Aim — Rewrite the section of the passage on Bucharest's stray dogs starting with "In the ideal" and going on through "a blue collar.", replacing "collar" with "tag" each time it appears.

Provided passage —
The city first attempted to halt the spread with lethal injections, but switched to sterilization in the mid-1990s, after public protests. Currently the city has an annual budget of 48 billion lei ($1.87 million) to control the strays. But its primary obstacle is not the dogs, it's citizens who have adopted the animals, feeding them, keeping them as guard dogs and even blocking dogcatchers from nabbing them.

"Sometimes people throw pots at dogcatchers from balconies, even rocks or potatoes," said George Dumitrica, the head of a dog pound. "I reckon half the people in Bucharest want the dogs to stay; the others want to get rid of them," he added.

In the ideal world of civic officials, a stray dog is snared by a noose and taken to a vet, where it is sterilized under anesthesia. The dog is also inoculated against rabies, and its ear is clipped to identify it as neutered. After eight days of convalescence, a bitch gets its stitches removed, is given a red collar and is released in the general location where it was caught. A male mutt gets five days and a blue collar.

Data listing —

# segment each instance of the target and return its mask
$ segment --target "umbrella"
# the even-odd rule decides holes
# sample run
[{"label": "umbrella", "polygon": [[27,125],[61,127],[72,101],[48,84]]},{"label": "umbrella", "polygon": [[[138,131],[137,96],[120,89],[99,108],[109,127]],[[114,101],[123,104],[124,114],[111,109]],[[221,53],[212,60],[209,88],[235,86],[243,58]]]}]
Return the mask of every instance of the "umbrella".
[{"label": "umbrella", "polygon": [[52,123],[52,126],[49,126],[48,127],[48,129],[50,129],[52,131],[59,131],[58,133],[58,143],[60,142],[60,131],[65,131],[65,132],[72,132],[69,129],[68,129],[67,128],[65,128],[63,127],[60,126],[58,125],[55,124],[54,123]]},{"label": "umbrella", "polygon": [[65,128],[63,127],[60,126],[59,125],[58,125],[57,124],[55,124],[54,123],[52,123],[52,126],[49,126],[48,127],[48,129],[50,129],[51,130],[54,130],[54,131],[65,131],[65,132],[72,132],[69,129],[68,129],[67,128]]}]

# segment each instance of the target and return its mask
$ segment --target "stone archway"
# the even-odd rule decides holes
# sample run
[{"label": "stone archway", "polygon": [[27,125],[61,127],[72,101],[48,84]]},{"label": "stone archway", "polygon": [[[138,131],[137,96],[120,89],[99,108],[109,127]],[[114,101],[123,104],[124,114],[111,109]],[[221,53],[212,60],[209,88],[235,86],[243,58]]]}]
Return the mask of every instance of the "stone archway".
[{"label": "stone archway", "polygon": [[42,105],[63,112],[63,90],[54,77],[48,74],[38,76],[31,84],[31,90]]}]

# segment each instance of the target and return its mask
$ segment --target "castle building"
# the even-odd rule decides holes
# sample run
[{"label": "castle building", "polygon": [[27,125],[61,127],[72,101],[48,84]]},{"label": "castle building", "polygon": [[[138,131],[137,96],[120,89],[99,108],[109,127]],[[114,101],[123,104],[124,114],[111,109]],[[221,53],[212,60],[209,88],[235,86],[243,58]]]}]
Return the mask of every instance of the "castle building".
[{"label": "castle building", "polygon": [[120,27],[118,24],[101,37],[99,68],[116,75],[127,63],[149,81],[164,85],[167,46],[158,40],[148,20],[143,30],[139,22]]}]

Final result —
In the ideal world of civic officials, a stray dog is snared by a noose and taken to a vet, where it is sterilized under anesthesia. The dog is also inoculated against rabies, and its ear is clipped to identify it as neutered. After eight days of convalescence, a bitch gets its stitches removed, is given a red tag and is released in the general location where it was caught. A male mutt gets five days and a blue tag.